PASSAGE TO READ —
Omagh singer-songwriter Maeve Dunphy’s debut album Scarlet, which was released in 2012, was distinguished by her exceptional songwriting, with lyrics which were arresting and often startling and music which ambitiously contained elements of blues, jazz, reggae and country.
Her current CD Don’t Wait Up For Me, a five track EP, represents a change of direction for on it she collaborates with Artie McGlynn and The Grooveyard Shift, on a repertoire which contains only one original, alongside interpretations of four songs by other writers.
We’ve captured the essence of how we sound live. Some people record very well but in the past I wasn’t always one of them but I think I’ve done it right this time. We didn’t do take after take – it was, generally speaking, quite a live recording.
Included are two tracks that Dunphy picked up from listening to Aretha Franklin – Nobody Like You and Muddy Water, a song of course which has also been covered by the likes of Jimmy Witherspoon, Sonny Terry and Brownie McGhee and Lou Rawls.
One wonders though if Dunphy might have felt intimidated interpreting songs which had been recorded by the sainted Aretha, knowing that her versions would have to bear comparison to Aretha’s.
You have to put that intimidation aside because there’s nobody like Aretha. Her versions are gorgeous and I love listening to them but I thought, “I’ll never be as good as that but I’ll have a go at them anyway.”
More surprisingly there is also a Spanish-language song on the album, ‘Amapola’, sung by Dunphy in what to my monolingual ears sounds like the most perfect Spanish.
I don’t speak Spanish but I found some videos on YouTube and wrote the lyrics down phonetically for myself. I didn’t get them checked out by anybody who does speak Spanish – so I could be asking for a bag of kittens!
Another track In My Girlish Days was originally by the great, guitar-playing American blues singer Memphis Minnie, whose career lasted from the 1920s to the 1950s. The legendary Maria Muldaur, who Dunphy supported on a memorable tour of Ireland, turned her on to Memphis Minnie.
When I first met Maria she was going, “Oh, darling, I think you should do some of her tracks.” And she gave me a CD and I did learn two of the songs and put that one on the EP.

WRITTEN PROBLEM —
Carry on the article about Maeve Dunphy's EP Don't Wait Up For Me from the point where it stops.

RECORDS SHOWN —
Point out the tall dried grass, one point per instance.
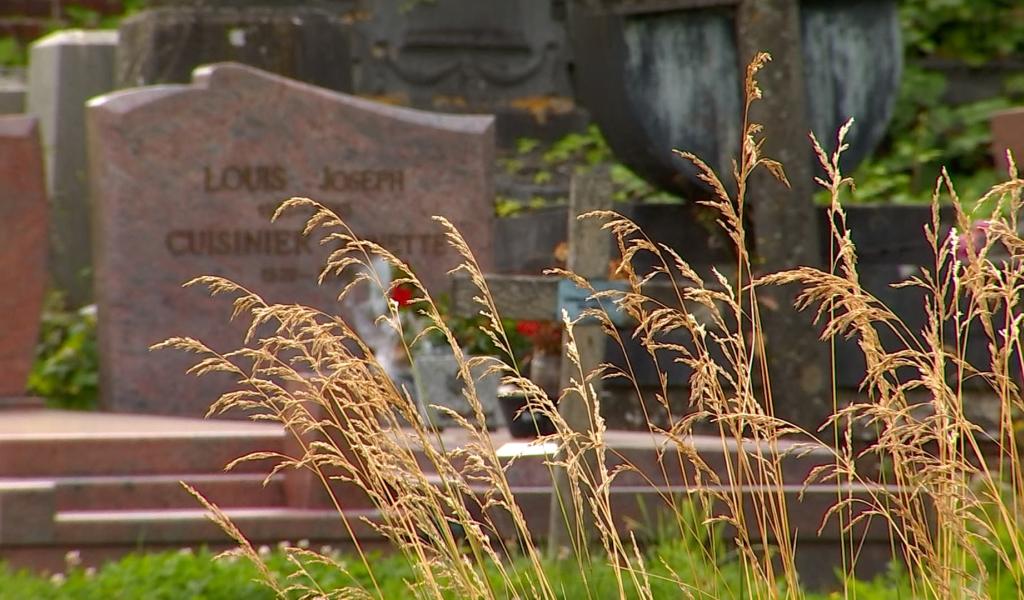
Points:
(453, 512)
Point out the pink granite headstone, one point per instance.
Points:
(1008, 133)
(185, 176)
(23, 250)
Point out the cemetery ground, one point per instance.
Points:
(694, 517)
(889, 451)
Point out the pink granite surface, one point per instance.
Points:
(23, 248)
(185, 176)
(1008, 133)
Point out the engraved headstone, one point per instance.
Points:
(23, 250)
(67, 69)
(185, 177)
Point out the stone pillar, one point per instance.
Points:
(23, 253)
(67, 69)
(11, 92)
(300, 40)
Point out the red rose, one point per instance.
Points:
(401, 295)
(527, 328)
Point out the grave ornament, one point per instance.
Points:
(186, 176)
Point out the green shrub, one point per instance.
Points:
(67, 367)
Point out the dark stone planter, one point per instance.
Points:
(663, 78)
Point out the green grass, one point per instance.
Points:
(178, 575)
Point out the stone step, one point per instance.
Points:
(656, 460)
(193, 526)
(130, 453)
(165, 491)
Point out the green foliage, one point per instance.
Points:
(974, 31)
(183, 575)
(67, 367)
(926, 135)
(14, 53)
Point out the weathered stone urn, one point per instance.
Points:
(667, 74)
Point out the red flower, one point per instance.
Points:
(527, 328)
(401, 295)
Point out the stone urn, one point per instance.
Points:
(664, 75)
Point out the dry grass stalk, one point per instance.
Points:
(314, 374)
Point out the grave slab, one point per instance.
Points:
(67, 69)
(23, 249)
(185, 177)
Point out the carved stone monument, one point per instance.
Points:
(186, 176)
(306, 41)
(510, 58)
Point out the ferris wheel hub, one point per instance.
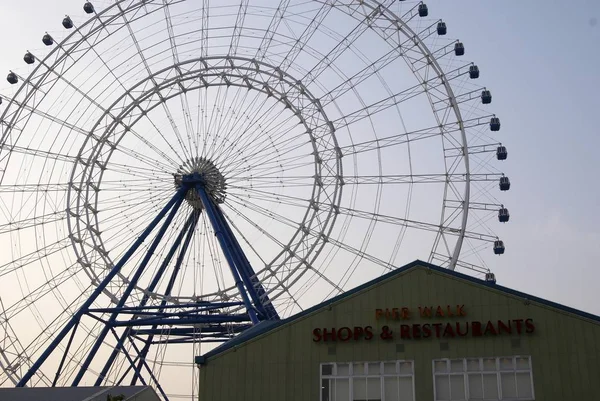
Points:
(199, 170)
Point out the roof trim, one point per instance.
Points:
(262, 329)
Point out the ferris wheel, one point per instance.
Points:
(175, 172)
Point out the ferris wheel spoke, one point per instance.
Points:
(53, 119)
(36, 221)
(42, 290)
(183, 95)
(41, 153)
(305, 37)
(341, 46)
(255, 144)
(33, 257)
(273, 27)
(422, 134)
(418, 178)
(36, 188)
(237, 29)
(140, 53)
(273, 273)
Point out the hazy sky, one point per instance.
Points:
(541, 60)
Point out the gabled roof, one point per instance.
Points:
(264, 327)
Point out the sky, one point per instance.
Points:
(540, 59)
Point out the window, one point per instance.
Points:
(504, 378)
(368, 381)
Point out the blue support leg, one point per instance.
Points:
(181, 256)
(261, 296)
(229, 255)
(84, 307)
(132, 283)
(151, 287)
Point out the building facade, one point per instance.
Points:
(420, 333)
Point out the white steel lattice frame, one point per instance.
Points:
(300, 92)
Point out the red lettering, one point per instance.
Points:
(458, 329)
(345, 334)
(368, 333)
(519, 323)
(448, 331)
(476, 328)
(330, 334)
(404, 331)
(358, 332)
(502, 327)
(529, 327)
(425, 311)
(437, 326)
(489, 328)
(416, 331)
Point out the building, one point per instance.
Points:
(418, 333)
(129, 393)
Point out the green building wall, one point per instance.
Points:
(283, 364)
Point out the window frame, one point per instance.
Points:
(381, 375)
(498, 371)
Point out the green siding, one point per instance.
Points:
(284, 363)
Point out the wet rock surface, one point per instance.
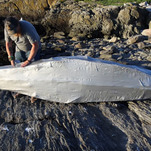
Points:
(44, 125)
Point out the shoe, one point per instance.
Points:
(33, 99)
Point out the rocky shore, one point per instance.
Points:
(120, 126)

SOLVED PROBLEM —
Dunphy regards her experience touring with Muldaur as transformative. Indeed her admiration for the New Yorker, who originally performed on the Greenwich Village and Boston folk scenes with the Even Dozen Jug Band and the Jim Kweskin Jug Band before becoming a rock superstar with her hit record Midnight At The Oasis, is palpable.
The tour was brilliant. Maria was amazing, not just as a performer but as a person. I travelled for a week with her and her band, who were lovely people, and the craic was just brilliant.
Whenever we stopped for meals I would try and sit beside Maria to hear some of her stories but not only was I interested in her, she was interested in me too. It wasn’t just one way. She was asking about myself and about my family so we had great talks.
And I never tired of listening to her and her band and how they did their show and the way it could change. You could listen to them over and over and you’d never get bored. It was very uplifting and that rubbed off on me.
Trying to make a living in Northern Ireland playing blues and jazz-influenced music can be depressing and frustrating. Dunphy acknowledges that she has struggled with that reality and the feeling of being an outsider but believes that working and hanging out with Muldaur and her band revitalised her.
Sometimes I get a wee bit disillusioned and feel disconnected from why I chose the music that I do in the first place.
You can feel a wee bit alone in your choice at times. In my teens I was listening to old, old stuff and music from New Orleans and jazz and blues and soul and Otis Redding and I was the only girl at my school that liked anything like that. Everybody else was listening to Bros so it was a lonely choice for a teenage girl and it can still be a lonely choice as you get older. You need to be surrounded by it to feel connected to it again, to make it come alive again and to remember everything that you liked about it in the first place. And that’s what was really, really good about that week because they were the real deal and I was soaking it up, the whole week. It did me the world of good.
Remarkably, Muldaur has also declared that she regards Dunphy as ‘the real deal.’ Dunphy, not surprisingly, is thrilled with the compliment.
I was absolutely chuffed. And I don’t like blowing my own trumpet but I’ll tell you this wee thing: Maria’s piano player heard me do a Robert Johnson song and I was telling the audience that I got it from [celebrated New York blues singer-guitarist] Rory Block and he said, “We’ve worked with Rory Block and I prefer your version!” So that was a huge compliment.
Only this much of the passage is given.